Every entry needs to be printed exactly, please.

⟨

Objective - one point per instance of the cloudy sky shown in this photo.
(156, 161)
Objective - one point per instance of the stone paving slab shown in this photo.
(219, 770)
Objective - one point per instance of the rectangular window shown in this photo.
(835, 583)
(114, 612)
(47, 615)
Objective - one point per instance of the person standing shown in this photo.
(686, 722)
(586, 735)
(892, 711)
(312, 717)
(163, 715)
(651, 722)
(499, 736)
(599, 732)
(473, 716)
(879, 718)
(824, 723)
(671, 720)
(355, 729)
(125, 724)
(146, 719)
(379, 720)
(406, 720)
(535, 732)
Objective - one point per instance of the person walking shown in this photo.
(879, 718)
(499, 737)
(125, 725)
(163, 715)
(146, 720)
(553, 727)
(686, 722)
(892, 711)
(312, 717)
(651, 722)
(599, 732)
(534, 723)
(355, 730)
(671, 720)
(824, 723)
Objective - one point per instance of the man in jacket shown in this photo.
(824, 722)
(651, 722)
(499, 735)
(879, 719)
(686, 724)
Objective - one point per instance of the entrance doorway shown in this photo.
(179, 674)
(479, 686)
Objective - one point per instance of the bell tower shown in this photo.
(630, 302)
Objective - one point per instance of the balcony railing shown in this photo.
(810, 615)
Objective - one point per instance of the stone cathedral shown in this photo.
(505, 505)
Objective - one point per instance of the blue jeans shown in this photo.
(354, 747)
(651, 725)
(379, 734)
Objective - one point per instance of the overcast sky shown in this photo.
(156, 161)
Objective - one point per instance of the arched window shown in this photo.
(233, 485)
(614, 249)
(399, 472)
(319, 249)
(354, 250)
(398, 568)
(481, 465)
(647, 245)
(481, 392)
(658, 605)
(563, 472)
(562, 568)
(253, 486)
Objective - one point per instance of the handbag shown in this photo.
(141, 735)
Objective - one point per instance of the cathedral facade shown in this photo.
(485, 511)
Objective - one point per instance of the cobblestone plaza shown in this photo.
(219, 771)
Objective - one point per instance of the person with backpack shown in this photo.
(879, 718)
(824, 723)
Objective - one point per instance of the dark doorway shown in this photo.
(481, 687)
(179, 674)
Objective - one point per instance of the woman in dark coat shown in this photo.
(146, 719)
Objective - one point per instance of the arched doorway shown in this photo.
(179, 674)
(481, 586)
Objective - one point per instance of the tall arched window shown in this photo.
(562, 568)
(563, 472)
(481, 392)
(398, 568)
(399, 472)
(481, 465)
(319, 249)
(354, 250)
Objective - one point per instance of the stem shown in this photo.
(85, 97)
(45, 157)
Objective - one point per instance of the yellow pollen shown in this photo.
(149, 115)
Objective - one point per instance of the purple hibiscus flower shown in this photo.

⟩

* Result of the exercise:
Objective - one point per instance of the cloudy sky shown in this photo.
(156, 161)
Objective - one point per instance of the stone paving slab shown in this photo.
(219, 770)
Objective - one point per instance of the rectangular window shown in this photo.
(835, 583)
(114, 612)
(47, 615)
Objective - one point per instance of the person standing shown in this photo.
(686, 722)
(586, 735)
(892, 711)
(312, 717)
(163, 715)
(651, 722)
(499, 736)
(599, 732)
(473, 716)
(879, 718)
(824, 723)
(671, 720)
(355, 729)
(125, 724)
(146, 719)
(379, 720)
(406, 720)
(535, 732)
Objective - one point per instance of the person walking shown in this photo.
(879, 718)
(499, 737)
(125, 725)
(163, 715)
(146, 720)
(553, 727)
(686, 722)
(892, 711)
(312, 717)
(651, 722)
(599, 732)
(534, 723)
(355, 730)
(671, 720)
(824, 723)
Objective - one point per instance of the man in jacket shown in this photo.
(824, 722)
(651, 722)
(499, 735)
(879, 719)
(686, 724)
Objective - one point per instance of the entrance doorway shown in this photo.
(179, 674)
(479, 686)
Objective - one point per instance of the bell tower shown in this photo.
(630, 302)
Objective - one point per instance of the balcony railing shown in this photo.
(810, 615)
Objective - one point per instance of the stone cathedral shown in this photo.
(505, 505)
Objective - one point per instance of the blue jeans shown in this photo.
(354, 747)
(651, 725)
(379, 734)
Objective - one point per instance of the overcast sky shown in this photo.
(156, 161)
Objective - one point per instance of the arched window shown in this photo.
(233, 485)
(614, 249)
(399, 472)
(319, 249)
(354, 250)
(398, 568)
(481, 465)
(647, 245)
(481, 392)
(658, 605)
(563, 472)
(562, 568)
(253, 486)
Objective - one point per instance of the handbag shown in this photo.
(141, 735)
Objective - one point per instance of the cathedral facade shown in this photo.
(485, 511)
Objective - one point per instance of the cobblestone plaza shown in this photo.
(219, 771)
Objective - one point per instance of the person with backpack shown in this photo.
(879, 718)
(824, 723)
Objective - one point per instance of the dark doorway shown in this photo.
(481, 687)
(179, 674)
Objective - one point per instance of the woman in dark coat shown in this photo.
(146, 719)
Objective - one point per instance of the arched doorway shown in this photo.
(179, 674)
(481, 586)
Objective - one point per instance of the tall arched window shown in this photo.
(562, 568)
(563, 472)
(481, 392)
(398, 568)
(399, 472)
(481, 465)
(319, 249)
(354, 250)
Objective - one point per instance of the stem shown in this photo.
(85, 97)
(45, 157)
Objective - one point per instance of the yellow pollen shown in this photo.
(149, 115)
Objective - one point per instance of the purple hibiscus flower shown in this photo.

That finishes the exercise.